Below are records; count how many of their lines contain the word "white" and give the number alone.
=====
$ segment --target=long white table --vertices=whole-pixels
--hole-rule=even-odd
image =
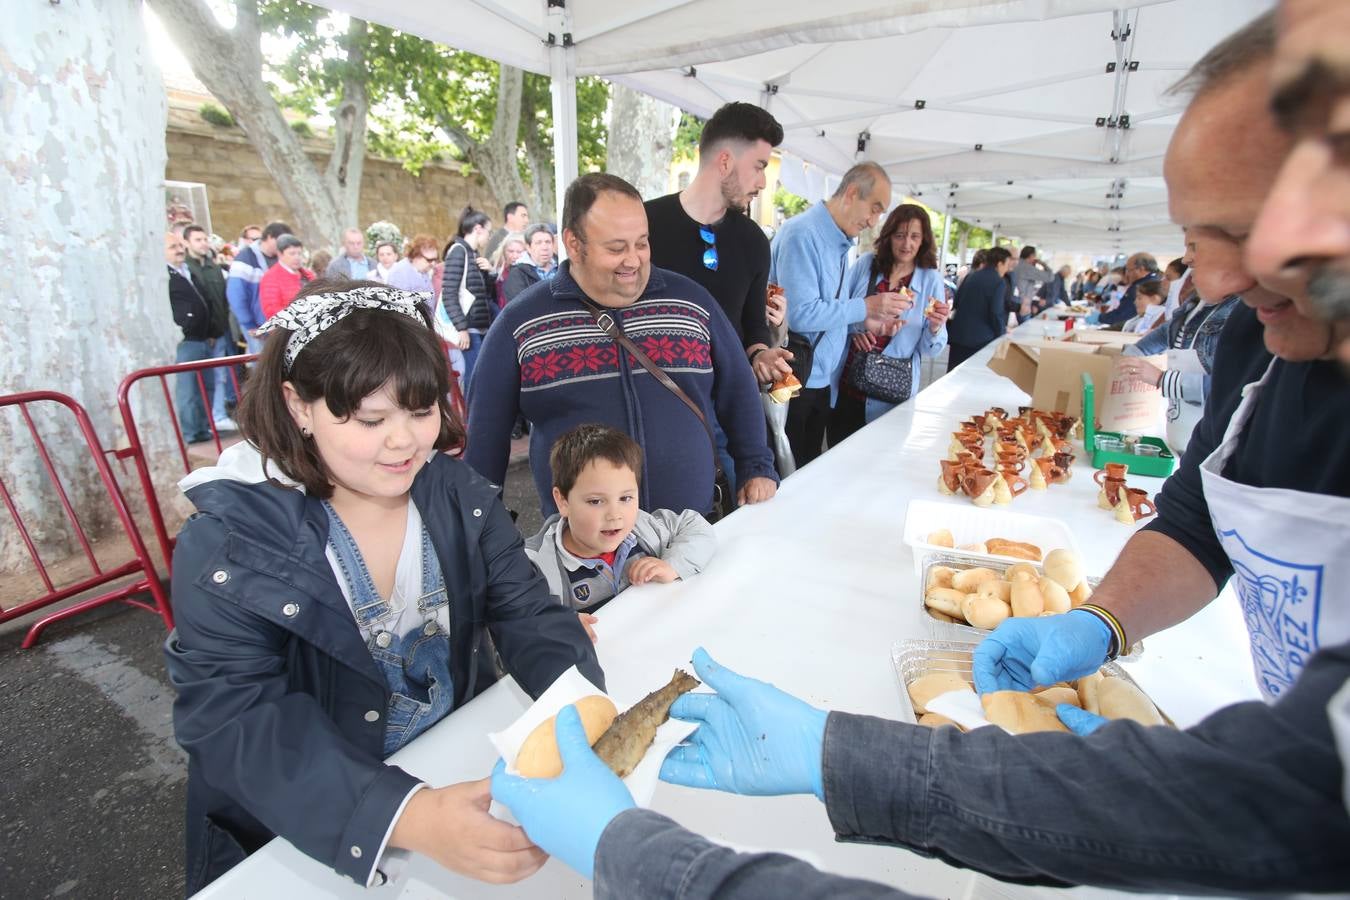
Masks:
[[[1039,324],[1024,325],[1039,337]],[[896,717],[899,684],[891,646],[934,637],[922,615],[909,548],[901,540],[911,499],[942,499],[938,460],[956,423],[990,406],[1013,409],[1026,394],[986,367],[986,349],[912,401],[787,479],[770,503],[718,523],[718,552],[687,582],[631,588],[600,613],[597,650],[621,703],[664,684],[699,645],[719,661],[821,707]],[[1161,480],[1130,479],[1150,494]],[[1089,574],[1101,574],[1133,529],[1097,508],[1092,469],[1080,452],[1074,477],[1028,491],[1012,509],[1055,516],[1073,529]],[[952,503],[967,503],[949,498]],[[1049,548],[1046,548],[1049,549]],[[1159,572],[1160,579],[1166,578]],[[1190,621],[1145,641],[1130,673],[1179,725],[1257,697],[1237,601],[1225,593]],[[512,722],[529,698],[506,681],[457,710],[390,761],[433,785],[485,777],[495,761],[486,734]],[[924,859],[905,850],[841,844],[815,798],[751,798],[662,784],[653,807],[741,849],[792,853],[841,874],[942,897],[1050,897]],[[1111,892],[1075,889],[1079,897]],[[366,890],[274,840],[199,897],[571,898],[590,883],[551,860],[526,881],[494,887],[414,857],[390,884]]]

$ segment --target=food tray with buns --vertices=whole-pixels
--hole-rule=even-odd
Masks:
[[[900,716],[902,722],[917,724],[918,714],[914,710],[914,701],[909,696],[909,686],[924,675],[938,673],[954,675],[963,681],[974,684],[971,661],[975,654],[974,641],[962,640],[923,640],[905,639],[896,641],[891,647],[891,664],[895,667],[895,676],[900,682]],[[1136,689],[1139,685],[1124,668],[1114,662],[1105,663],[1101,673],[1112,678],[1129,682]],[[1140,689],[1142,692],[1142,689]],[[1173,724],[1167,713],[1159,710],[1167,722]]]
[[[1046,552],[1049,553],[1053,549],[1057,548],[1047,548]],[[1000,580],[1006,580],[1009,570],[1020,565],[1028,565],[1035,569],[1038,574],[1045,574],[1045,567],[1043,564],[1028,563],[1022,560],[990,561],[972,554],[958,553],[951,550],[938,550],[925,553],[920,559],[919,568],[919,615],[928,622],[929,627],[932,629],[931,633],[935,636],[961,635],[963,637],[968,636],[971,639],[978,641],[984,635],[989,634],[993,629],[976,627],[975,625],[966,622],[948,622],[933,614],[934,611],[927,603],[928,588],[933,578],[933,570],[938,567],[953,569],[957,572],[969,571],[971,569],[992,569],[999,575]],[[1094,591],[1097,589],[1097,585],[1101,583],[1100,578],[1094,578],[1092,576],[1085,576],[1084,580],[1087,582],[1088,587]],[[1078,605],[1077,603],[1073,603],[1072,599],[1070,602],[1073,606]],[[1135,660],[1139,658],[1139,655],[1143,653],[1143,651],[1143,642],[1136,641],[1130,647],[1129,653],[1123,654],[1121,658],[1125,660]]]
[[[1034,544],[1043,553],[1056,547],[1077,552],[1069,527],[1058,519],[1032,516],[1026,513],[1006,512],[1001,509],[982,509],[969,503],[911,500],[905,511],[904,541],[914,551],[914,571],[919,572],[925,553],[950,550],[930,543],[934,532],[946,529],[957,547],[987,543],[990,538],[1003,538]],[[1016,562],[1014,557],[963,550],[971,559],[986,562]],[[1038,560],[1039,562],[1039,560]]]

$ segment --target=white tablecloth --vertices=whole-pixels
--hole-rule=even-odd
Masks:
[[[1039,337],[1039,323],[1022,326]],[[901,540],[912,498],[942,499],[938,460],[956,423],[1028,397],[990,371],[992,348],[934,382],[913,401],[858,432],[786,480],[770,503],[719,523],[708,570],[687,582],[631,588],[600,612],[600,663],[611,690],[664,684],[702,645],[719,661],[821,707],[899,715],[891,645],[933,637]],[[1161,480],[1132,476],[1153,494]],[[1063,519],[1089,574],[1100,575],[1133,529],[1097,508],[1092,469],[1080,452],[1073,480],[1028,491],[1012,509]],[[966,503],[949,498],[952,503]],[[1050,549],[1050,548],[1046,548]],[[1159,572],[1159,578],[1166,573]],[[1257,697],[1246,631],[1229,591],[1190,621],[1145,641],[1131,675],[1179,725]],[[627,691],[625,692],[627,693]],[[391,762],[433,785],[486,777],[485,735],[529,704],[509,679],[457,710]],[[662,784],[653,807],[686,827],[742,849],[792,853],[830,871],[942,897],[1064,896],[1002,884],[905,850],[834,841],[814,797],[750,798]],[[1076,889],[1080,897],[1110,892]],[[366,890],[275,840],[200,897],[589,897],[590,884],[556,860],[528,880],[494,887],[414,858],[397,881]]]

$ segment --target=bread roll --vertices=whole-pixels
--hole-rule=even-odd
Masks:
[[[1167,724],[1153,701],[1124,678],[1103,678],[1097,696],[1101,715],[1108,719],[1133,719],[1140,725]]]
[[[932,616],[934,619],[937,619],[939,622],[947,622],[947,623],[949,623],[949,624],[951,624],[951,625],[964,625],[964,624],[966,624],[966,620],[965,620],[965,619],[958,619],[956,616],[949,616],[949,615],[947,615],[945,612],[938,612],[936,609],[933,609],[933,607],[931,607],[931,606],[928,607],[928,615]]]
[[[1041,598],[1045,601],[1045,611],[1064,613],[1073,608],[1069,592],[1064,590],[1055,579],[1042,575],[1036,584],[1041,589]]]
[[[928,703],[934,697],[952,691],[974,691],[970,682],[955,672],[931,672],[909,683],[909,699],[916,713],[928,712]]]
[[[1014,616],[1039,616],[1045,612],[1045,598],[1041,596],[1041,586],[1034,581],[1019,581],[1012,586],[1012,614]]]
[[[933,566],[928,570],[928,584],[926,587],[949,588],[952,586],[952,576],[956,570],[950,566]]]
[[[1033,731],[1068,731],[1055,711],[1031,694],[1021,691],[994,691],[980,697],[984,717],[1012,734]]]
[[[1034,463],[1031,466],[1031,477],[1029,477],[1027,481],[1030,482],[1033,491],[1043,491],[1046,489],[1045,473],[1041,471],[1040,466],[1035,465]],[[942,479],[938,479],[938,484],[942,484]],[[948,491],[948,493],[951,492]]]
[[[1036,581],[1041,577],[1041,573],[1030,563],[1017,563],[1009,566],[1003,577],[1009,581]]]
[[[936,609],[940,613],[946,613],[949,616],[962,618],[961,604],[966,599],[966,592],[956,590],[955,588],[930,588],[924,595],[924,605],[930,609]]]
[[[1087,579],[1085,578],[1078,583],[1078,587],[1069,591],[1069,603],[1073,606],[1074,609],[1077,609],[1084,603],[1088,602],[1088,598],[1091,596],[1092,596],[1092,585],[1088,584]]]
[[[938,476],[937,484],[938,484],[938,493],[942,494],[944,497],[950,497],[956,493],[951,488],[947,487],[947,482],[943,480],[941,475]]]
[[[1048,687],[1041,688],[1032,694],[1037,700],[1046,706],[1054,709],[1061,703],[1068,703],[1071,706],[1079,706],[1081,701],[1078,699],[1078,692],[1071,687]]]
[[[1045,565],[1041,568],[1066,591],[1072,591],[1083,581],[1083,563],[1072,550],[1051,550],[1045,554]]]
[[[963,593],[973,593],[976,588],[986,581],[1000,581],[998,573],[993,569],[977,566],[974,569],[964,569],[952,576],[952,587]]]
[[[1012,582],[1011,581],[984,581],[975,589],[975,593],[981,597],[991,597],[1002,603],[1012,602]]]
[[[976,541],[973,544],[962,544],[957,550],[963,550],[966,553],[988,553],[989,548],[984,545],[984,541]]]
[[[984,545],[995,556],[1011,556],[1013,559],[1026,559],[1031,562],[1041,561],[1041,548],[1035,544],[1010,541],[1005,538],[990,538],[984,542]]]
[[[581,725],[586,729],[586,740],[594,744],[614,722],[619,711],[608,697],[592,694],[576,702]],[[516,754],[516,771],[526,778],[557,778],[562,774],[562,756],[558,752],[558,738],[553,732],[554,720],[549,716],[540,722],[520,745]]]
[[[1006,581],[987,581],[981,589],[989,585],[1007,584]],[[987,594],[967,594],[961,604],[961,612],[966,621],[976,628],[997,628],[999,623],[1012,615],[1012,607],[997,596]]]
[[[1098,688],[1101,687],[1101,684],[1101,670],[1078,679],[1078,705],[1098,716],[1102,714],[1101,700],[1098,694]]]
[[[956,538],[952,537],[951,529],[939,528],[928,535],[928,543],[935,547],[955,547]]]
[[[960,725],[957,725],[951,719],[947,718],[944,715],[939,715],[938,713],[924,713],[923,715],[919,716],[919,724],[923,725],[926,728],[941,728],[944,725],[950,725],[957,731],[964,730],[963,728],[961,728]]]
=====
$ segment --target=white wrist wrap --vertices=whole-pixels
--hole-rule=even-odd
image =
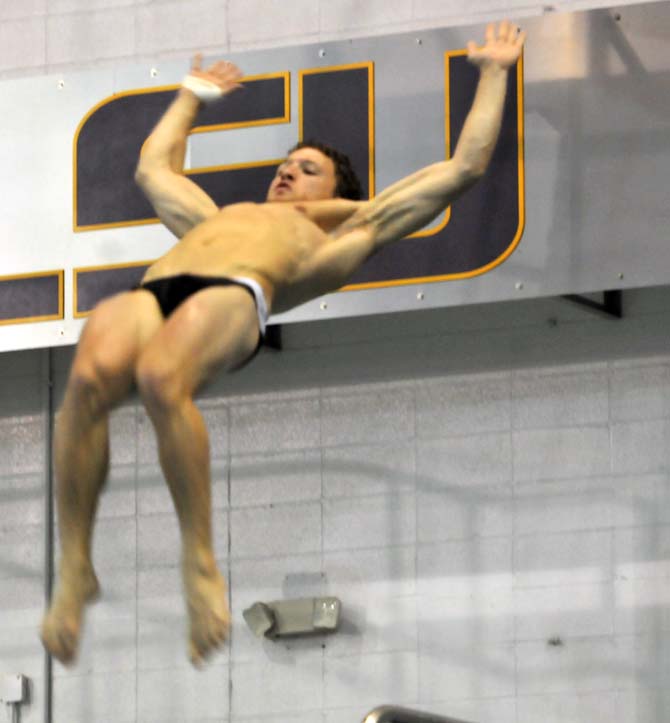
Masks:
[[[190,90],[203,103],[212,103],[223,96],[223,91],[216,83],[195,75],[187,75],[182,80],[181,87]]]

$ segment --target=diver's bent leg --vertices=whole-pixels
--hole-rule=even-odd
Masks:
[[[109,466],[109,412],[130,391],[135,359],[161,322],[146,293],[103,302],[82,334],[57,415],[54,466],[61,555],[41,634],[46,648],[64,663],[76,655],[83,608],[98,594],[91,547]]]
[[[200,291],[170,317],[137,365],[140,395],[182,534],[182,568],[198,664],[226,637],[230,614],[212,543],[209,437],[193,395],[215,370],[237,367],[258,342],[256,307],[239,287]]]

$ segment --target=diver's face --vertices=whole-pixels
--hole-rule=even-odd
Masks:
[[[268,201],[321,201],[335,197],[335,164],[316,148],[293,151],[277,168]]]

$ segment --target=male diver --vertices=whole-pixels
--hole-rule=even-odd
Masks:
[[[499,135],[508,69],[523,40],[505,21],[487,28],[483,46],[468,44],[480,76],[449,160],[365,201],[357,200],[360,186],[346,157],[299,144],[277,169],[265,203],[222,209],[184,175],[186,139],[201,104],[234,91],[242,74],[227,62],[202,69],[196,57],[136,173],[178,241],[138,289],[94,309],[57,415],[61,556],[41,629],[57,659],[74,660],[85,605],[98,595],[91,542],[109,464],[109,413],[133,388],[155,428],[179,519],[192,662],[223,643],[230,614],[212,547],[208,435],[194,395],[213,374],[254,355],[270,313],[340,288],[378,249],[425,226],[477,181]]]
=====
* ANSWER *
3